Raw records |
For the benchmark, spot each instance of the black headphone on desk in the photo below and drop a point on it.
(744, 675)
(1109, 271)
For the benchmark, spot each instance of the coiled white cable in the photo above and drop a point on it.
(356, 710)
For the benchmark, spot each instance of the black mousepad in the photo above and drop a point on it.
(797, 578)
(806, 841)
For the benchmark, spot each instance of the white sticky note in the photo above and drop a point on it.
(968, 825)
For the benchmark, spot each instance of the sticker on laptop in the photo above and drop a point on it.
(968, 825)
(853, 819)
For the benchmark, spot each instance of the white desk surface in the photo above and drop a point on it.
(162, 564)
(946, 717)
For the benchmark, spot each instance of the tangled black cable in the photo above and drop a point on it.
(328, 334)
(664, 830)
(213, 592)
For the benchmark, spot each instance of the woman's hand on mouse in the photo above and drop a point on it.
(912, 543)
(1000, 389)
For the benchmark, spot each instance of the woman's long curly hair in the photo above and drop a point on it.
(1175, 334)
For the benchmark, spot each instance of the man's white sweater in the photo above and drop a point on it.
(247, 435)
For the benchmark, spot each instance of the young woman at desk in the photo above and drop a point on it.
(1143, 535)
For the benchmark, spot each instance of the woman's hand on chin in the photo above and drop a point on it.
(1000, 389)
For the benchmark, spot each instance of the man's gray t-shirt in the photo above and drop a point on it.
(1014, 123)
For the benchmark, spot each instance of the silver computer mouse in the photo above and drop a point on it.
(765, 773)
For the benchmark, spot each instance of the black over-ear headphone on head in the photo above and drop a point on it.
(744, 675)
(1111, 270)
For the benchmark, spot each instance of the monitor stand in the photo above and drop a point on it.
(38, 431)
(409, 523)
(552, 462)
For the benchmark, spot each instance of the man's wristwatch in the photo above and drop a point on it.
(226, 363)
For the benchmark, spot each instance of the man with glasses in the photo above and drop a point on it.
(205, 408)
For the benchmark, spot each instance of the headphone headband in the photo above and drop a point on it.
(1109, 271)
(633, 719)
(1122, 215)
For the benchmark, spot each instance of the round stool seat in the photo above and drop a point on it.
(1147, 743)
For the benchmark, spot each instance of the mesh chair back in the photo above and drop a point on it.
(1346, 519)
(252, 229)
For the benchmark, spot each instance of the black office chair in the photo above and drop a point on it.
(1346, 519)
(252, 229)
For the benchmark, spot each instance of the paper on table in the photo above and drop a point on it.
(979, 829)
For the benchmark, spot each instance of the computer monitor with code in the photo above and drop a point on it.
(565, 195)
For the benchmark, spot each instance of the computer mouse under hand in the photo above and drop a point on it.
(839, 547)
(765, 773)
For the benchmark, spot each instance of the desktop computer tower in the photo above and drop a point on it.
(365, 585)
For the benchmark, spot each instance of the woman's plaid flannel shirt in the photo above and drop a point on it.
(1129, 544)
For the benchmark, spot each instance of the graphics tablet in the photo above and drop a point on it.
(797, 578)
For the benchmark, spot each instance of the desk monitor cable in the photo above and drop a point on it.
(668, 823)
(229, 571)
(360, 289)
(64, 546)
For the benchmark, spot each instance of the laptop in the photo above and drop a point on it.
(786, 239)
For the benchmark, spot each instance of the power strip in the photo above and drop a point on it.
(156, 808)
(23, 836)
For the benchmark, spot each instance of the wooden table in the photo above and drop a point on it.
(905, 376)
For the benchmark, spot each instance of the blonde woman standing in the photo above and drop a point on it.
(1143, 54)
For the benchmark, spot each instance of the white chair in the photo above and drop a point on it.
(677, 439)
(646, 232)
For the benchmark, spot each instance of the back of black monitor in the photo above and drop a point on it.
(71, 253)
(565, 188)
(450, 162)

Aim | Repeat precisely the lines of the data starting at the one containing "For the benchmark, spot each instance of the power", last line included.

Response |
For the benchmark, spot each instance of the power strip in the photo above and drop a point on it.
(156, 808)
(23, 836)
For the benchmark, spot each instance of the wooden table in the photo above and drop a point on it.
(905, 376)
For the benchmark, spot each instance of the blonde woman standing in the photo above and drop a point on it.
(1143, 54)
For the benchmark, spot each instance of the white chair in the photo above and drop a point on it.
(677, 439)
(646, 232)
For the benchmark, spot each instance of the back of black monitor in the photo above and drop a point on it.
(71, 253)
(565, 188)
(450, 162)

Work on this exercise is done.